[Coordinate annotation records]
###

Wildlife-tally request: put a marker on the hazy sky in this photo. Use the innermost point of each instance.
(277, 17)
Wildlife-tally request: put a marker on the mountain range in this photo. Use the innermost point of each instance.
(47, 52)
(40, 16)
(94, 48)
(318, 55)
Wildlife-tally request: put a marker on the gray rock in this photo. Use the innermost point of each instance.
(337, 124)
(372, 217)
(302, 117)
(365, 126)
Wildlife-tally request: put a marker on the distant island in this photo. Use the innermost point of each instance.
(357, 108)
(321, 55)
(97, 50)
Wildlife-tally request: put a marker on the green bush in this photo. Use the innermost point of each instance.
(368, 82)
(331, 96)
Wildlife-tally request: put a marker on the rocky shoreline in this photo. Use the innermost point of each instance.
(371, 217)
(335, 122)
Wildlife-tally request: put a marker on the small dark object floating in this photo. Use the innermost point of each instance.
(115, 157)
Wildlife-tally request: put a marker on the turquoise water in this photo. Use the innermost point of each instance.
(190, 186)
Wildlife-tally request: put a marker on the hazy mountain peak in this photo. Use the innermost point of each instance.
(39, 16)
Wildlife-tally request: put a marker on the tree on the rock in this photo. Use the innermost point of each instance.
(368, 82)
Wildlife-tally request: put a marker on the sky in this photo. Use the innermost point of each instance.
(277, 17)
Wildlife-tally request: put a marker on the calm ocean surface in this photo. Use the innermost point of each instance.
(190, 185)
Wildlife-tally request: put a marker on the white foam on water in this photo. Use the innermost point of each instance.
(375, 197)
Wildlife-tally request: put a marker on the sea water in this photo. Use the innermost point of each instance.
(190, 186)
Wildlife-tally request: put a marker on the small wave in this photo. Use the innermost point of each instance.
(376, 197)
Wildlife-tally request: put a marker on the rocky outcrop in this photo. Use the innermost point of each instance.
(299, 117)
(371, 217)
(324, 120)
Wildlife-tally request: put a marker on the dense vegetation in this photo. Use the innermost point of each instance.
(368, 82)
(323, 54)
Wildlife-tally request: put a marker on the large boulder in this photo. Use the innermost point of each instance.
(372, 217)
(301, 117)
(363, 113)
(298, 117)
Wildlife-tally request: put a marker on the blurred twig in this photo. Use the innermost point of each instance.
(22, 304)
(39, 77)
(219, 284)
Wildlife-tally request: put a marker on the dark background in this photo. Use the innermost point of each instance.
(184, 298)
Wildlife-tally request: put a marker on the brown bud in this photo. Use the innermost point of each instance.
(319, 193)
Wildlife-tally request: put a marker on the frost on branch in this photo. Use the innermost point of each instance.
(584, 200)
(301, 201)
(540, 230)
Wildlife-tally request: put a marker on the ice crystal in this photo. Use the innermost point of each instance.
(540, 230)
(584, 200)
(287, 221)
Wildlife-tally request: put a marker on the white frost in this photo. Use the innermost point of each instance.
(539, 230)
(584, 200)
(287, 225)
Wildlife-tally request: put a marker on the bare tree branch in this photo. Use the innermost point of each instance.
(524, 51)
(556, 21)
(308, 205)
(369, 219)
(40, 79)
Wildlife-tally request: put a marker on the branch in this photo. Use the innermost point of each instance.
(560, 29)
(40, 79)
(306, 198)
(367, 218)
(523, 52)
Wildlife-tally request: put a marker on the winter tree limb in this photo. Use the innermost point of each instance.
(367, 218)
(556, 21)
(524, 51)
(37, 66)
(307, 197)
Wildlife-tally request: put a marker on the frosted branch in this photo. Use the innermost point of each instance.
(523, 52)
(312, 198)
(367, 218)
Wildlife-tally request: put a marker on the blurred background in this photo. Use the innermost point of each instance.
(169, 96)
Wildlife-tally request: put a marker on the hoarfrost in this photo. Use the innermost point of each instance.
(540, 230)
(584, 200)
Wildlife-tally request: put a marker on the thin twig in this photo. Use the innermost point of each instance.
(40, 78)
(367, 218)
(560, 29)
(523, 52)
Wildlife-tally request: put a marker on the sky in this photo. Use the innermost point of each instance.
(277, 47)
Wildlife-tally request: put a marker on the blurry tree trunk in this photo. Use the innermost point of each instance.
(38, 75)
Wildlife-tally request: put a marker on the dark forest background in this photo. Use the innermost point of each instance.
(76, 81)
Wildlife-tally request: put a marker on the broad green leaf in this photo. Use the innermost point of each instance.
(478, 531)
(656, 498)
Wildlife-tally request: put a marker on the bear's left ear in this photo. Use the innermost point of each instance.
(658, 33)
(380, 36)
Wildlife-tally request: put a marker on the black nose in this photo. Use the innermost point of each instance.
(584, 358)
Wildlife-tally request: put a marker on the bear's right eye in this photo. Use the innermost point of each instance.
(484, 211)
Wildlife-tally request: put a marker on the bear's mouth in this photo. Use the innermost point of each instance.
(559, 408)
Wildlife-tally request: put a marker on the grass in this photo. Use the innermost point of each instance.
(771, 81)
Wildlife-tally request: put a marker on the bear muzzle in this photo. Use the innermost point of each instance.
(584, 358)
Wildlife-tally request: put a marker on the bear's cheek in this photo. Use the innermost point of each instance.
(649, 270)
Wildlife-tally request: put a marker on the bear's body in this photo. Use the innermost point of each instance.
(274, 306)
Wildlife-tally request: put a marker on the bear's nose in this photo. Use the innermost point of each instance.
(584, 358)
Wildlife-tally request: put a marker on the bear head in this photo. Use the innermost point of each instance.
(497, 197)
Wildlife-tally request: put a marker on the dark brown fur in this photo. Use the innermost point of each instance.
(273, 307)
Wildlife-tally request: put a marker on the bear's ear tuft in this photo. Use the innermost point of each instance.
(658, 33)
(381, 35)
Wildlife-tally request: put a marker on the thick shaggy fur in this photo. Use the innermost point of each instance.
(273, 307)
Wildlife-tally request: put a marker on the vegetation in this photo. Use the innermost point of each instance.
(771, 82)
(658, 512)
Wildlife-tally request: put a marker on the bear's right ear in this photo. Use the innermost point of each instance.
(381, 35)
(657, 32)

###

* STATED GOAL
Could you rewrite every line of the records, starting with the line containing "Wildlife-tally request: put a marker on the thick" and continuing through the end of the records, keeping the requests as they are but shifting each coordinate in the answers up by 59?

* SOLUTION
Wildlife-tally request: put a marker on the thick shaggy fur in this photo. Use the innermost point of each instance.
(332, 366)
Wildlife-tally request: put a marker on the vegetation in this photo. Use the innermost point of each instance.
(830, 141)
(717, 571)
Wildlife-tally request: put a marker on the bear's right ear in this photo. Use the innermost point of each instance.
(440, 94)
(716, 91)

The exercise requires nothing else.